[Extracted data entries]
>> BEGIN
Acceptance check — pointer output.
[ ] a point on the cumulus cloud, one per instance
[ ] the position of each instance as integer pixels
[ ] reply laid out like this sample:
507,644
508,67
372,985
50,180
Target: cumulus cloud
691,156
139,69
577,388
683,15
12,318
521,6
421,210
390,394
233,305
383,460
>> END
● **SHORT PROBLEM**
Rewrite the records with "cumulus cloud" changed to "cloud formation" everywhere it occurs, leaving everything else as it is.

● **PROBLEM SOLUTION**
Acceptance check — pointer output.
[ ] a point on the cloud formation, one per instance
[ ] the position of each instance as integer pixels
[ ] reply laid out like this sample:
507,644
508,67
372,985
50,180
Target: cloud formation
691,156
139,69
577,388
683,15
12,318
521,6
421,210
390,394
233,305
383,460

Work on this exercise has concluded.